Required work>
Nothing but an exact copy of the listing should be given.
□ □ □ □ □ □ □
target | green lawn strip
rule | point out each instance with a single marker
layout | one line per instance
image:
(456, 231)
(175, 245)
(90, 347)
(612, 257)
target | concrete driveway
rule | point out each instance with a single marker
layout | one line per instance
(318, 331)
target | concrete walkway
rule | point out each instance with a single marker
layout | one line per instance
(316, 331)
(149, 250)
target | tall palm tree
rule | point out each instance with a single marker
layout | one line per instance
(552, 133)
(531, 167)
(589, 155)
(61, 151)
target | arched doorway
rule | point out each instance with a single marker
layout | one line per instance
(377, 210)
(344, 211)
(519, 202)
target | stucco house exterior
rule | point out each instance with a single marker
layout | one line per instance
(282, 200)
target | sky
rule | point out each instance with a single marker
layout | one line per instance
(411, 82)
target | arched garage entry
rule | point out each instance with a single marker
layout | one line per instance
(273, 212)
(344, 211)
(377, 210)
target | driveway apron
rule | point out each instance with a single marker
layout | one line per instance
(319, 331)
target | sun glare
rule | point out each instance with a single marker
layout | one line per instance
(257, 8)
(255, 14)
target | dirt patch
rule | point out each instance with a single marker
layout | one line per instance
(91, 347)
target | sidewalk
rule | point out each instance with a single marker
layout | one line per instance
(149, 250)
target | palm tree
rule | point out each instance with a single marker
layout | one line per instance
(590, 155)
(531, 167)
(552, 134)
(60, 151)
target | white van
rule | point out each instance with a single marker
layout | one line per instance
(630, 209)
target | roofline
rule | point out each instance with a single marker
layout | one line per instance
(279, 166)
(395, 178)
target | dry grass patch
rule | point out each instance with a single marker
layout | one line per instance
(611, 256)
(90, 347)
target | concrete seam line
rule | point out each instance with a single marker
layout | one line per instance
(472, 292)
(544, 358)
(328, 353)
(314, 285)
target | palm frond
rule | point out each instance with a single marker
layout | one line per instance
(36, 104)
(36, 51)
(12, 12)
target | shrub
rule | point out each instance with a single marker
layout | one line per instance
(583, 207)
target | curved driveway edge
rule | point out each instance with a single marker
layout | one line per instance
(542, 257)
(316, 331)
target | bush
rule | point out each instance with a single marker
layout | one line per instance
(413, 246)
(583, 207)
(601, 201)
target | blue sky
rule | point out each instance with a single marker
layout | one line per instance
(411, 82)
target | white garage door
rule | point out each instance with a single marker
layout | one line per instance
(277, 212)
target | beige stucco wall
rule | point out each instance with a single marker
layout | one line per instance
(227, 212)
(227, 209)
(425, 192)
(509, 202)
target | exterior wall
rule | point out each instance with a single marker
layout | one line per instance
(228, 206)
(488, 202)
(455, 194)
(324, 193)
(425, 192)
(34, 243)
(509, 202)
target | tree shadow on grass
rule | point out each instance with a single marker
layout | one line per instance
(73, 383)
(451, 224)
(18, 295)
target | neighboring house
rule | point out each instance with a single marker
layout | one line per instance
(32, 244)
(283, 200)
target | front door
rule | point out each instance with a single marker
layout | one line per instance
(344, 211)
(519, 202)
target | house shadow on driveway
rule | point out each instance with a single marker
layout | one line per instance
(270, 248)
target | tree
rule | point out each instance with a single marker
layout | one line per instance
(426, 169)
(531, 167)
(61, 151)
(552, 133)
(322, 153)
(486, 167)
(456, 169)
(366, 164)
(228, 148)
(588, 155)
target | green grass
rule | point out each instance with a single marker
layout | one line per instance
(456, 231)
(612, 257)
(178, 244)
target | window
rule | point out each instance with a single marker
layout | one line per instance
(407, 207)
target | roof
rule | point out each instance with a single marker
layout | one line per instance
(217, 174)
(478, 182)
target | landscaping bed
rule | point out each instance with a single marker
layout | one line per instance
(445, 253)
□ □ □ □ □ □ □
Answer for this exercise>
target | green lawn strip
rule | point out each instance with a single marker
layout | one line per instance
image:
(456, 231)
(175, 245)
(90, 347)
(612, 257)
target | concrete driveway
rule | point out each instance with a single marker
layout | one line per instance
(318, 331)
target | concrete walkway
rule | point out each instance with a single marker
layout | one line per instance
(316, 331)
(149, 250)
target | tall palm tree
rule | point out each instance with a single marker
layout | one line per instance
(552, 133)
(531, 167)
(589, 155)
(61, 151)
target | arched doorway
rule | point out each instance with a single marker
layout | one line per instance
(377, 210)
(344, 211)
(519, 202)
target | stucco house exterior
rule | point out each instance with a single marker
layout | one line per instance
(282, 200)
target | sky
rule | point out each instance with a single marker
layout | one line per instance
(411, 82)
target | arched garage entry
rule | point out each instance with a single marker
layout | one line per instance
(273, 212)
(344, 211)
(377, 210)
target | driveway apron
rule | point out each instance with a single marker
layout | one line per instance
(319, 331)
target | sun glare
rule | point out each instance with a single marker
layout | one line per instance
(257, 8)
(255, 14)
target | dirt patch
rule | point out each instance with a single marker
layout | one line per instance
(91, 347)
target | sidewalk
rule | point out each instance with a single marker
layout | one line per instance
(149, 250)
target | palm tree
rule | point out each instance with a single marker
layout | one line per instance
(590, 155)
(531, 167)
(552, 134)
(60, 151)
target | white van
rule | point out each instance with a single marker
layout | one line per instance
(630, 209)
target | roofline
rule | point out each instance with a single marker
layout | one line per instance
(279, 166)
(395, 178)
target | dry grass patch
rule | point out each instance with a single marker
layout | one line per instance
(611, 256)
(90, 347)
target | concrete seam line
rule | point out each instance with a single marker
layout | one line per instance
(472, 292)
(544, 358)
(328, 353)
(314, 285)
target | palm frond
rule | point out each instance with a single marker
layout | one line per instance
(36, 104)
(36, 51)
(12, 12)
target | shrub
rule | point out each instance with a single marker
layout | one line per instance
(583, 207)
target | curved driveway edge
rule | point out each instance with a single marker
layout | one line per instance
(542, 257)
(316, 331)
target | bush
rule | point out each instance with a single marker
layout | one line per instance
(413, 246)
(583, 207)
(601, 201)
target | blue sky
rule | point out each instance with a single marker
layout | one line per instance
(411, 82)
target | white garage door
rule | point out each instance with a single marker
layout | one line per instance
(277, 212)
target | beige stucco wall
rule | point out each instance with a single marker
layout | one line per instance
(227, 212)
(227, 209)
(425, 192)
(509, 202)
target | exterior wall
rule | point out each instance with a single marker
layout | one line per instance
(228, 206)
(488, 202)
(455, 194)
(324, 193)
(425, 192)
(34, 243)
(509, 202)
target | tree shadow on grass
rule | point out each instance with a single marker
layout | one line per instance
(73, 383)
(451, 224)
(18, 295)
target | neighboring house
rule | point out each instance with a single marker
layout | one line per instance
(32, 244)
(283, 200)
target | front door
rule | point out each instance with a single marker
layout | one line per instance
(344, 211)
(519, 202)
target | house shadow on driveway
rule | point out each instance with a single marker
layout | one line per instance
(270, 248)
target | tree
rule | point out each instance with a single marker
layout | one line per instance
(426, 169)
(531, 167)
(61, 151)
(552, 133)
(322, 153)
(486, 167)
(456, 169)
(366, 164)
(228, 148)
(588, 155)
target | green grass
rule | point out each instance with a single marker
layout | one line per instance
(456, 231)
(612, 257)
(178, 244)
target | window
rule | point out each instance with a single marker
layout | one line per instance
(407, 207)
target | roof
rule | point out each instance with a single marker
layout | one line per instance
(217, 174)
(478, 182)
target | landscaping bed
rule | point out each instance with a single marker
layout | one line per instance
(445, 253)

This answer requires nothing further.